| Problem details |
Select and reproduce each line of the listing below that bears the string "water".

Top of Information

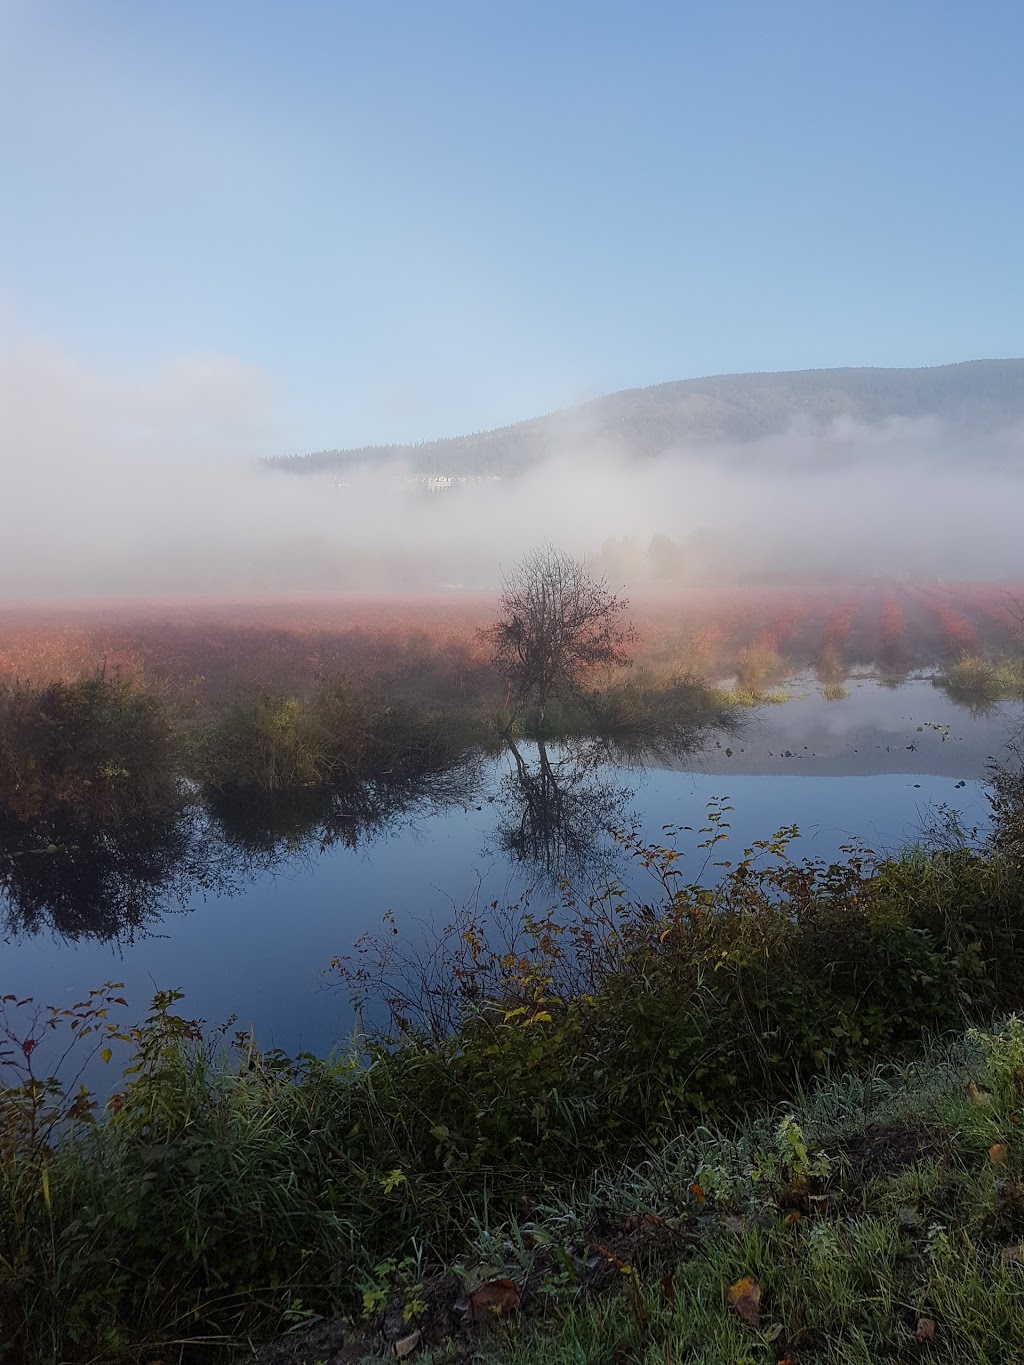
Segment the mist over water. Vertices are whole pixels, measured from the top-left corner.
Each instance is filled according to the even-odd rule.
[[[396,463],[261,468],[290,444],[275,388],[224,357],[111,377],[22,347],[0,412],[7,600],[491,587],[544,539],[629,586],[1020,570],[1024,423],[796,421],[638,460],[581,419],[518,475],[427,492]]]

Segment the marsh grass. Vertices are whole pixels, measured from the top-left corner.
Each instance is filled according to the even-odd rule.
[[[785,687],[773,687],[767,692],[758,689],[733,687],[724,694],[733,706],[782,706],[793,700],[793,693]]]
[[[736,684],[742,693],[764,693],[785,673],[785,661],[778,650],[769,645],[748,645],[736,660]]]
[[[814,662],[814,671],[823,686],[840,685],[846,677],[846,665],[839,647],[829,641],[822,645]]]
[[[258,792],[327,786],[359,766],[369,711],[343,682],[303,700],[253,693],[227,706],[200,741],[213,786]]]
[[[976,713],[989,711],[998,702],[1024,699],[1024,658],[992,663],[967,654],[934,681],[958,706]]]
[[[502,728],[517,737],[548,741],[608,740],[628,748],[692,743],[702,727],[727,723],[730,699],[689,673],[613,669],[586,692],[548,699],[543,709],[522,705],[503,713]]]
[[[965,655],[935,681],[951,701],[971,711],[990,710],[1004,696],[996,666],[980,655]]]
[[[1024,657],[1004,659],[996,665],[996,677],[1008,700],[1024,701]]]

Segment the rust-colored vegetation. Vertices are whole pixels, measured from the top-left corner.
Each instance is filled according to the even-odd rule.
[[[634,664],[656,681],[761,689],[813,668],[886,672],[1019,652],[1013,583],[727,587],[634,595]],[[166,599],[0,609],[0,680],[40,686],[98,669],[197,712],[246,690],[312,697],[347,678],[409,702],[500,705],[481,632],[496,593]],[[609,670],[605,685],[616,681]]]

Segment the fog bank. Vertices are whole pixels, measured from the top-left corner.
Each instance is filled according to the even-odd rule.
[[[489,587],[543,539],[628,586],[1024,568],[1024,424],[795,421],[642,462],[580,427],[517,477],[429,491],[394,464],[261,470],[275,404],[221,357],[118,378],[0,356],[0,596]]]

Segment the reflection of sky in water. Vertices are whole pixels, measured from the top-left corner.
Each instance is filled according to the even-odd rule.
[[[634,814],[653,842],[663,840],[664,825],[699,827],[707,802],[724,796],[735,809],[727,817],[729,842],[714,857],[739,856],[754,839],[796,824],[797,851],[828,859],[856,838],[876,849],[898,847],[928,827],[940,805],[968,826],[983,826],[987,805],[977,779],[987,758],[1003,751],[1012,720],[1008,710],[973,718],[927,683],[893,692],[864,684],[838,703],[812,693],[765,708],[740,736],[698,756],[698,771],[606,768],[599,776],[634,790],[623,818]],[[928,723],[949,724],[948,738],[916,730]],[[778,757],[787,748],[796,752],[798,742],[801,753],[808,743],[809,757]],[[264,1044],[322,1050],[351,1025],[343,997],[323,989],[323,969],[376,928],[386,910],[415,934],[418,925],[447,922],[453,903],[476,894],[512,900],[527,885],[524,870],[495,851],[496,826],[508,811],[488,796],[500,796],[507,771],[508,760],[492,766],[468,809],[423,818],[365,850],[337,847],[295,858],[232,897],[204,901],[199,894],[191,913],[165,916],[150,937],[123,949],[90,940],[64,944],[45,934],[4,944],[0,992],[63,1004],[116,979],[141,1012],[155,988],[179,986],[187,992],[186,1013],[212,1022],[237,1013],[239,1026],[252,1023]],[[694,875],[704,856],[694,850],[697,838],[679,840]],[[621,869],[620,876],[637,889],[650,885],[638,869]],[[534,904],[542,899],[535,895]]]
[[[1021,726],[1019,706],[1004,703],[972,715],[926,679],[897,688],[868,680],[847,686],[848,697],[829,702],[813,679],[803,681],[794,687],[793,701],[760,708],[735,739],[722,740],[698,766],[766,775],[900,771],[970,779],[1005,752]],[[726,747],[733,750],[731,758],[725,757]],[[782,759],[787,749],[793,756]]]

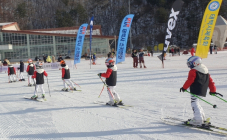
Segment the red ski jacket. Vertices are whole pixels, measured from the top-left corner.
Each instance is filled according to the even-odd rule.
[[[14,74],[16,75],[16,70],[15,68],[13,67],[13,71],[14,71]],[[10,75],[10,68],[8,67],[8,76]]]
[[[195,70],[195,69],[191,69],[189,71],[188,79],[184,83],[184,86],[183,86],[184,89],[188,89],[192,85],[192,83],[194,83],[194,81],[196,79],[196,72],[197,72],[197,70]],[[213,79],[210,77],[210,74],[209,74],[209,85],[208,85],[208,87],[210,89],[210,92],[216,92],[216,87],[214,85]]]

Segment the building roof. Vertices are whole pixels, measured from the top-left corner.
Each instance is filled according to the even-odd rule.
[[[63,28],[50,28],[50,29],[38,29],[27,30],[30,32],[42,32],[42,33],[58,33],[58,34],[77,34],[79,26],[63,27]],[[90,26],[87,27],[86,35],[90,35]],[[101,25],[94,25],[92,35],[102,35]]]
[[[16,30],[19,31],[20,28],[17,24],[17,22],[5,22],[5,23],[0,23],[0,30]]]
[[[59,33],[42,33],[42,32],[30,32],[30,31],[9,31],[2,30],[4,33],[19,33],[19,34],[32,34],[32,35],[48,35],[48,36],[66,36],[66,37],[77,37],[77,34],[59,34]],[[89,38],[90,35],[86,35],[86,38]],[[103,35],[92,35],[92,38],[105,38],[105,39],[114,39],[114,36],[103,36]],[[118,36],[116,36],[118,39]]]
[[[2,26],[1,26],[2,25]],[[48,36],[66,36],[77,37],[79,26],[62,27],[62,28],[49,28],[49,29],[36,29],[36,30],[3,30],[7,26],[18,26],[16,22],[0,23],[1,32],[5,33],[20,33],[20,34],[33,34],[33,35],[48,35]],[[2,28],[1,28],[2,27]],[[19,29],[19,26],[18,26]],[[87,27],[86,38],[90,37],[90,26]],[[93,38],[115,39],[114,36],[103,36],[101,25],[93,26]],[[116,36],[116,39],[118,36]]]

Bottom of Information

| Solution for this problem |
Segment the mist over water. Vertices are whole pixels, measured from the top-left corner.
Segment the reflection of sky in water. Vertices are whole pixels, measured from the top-left corner.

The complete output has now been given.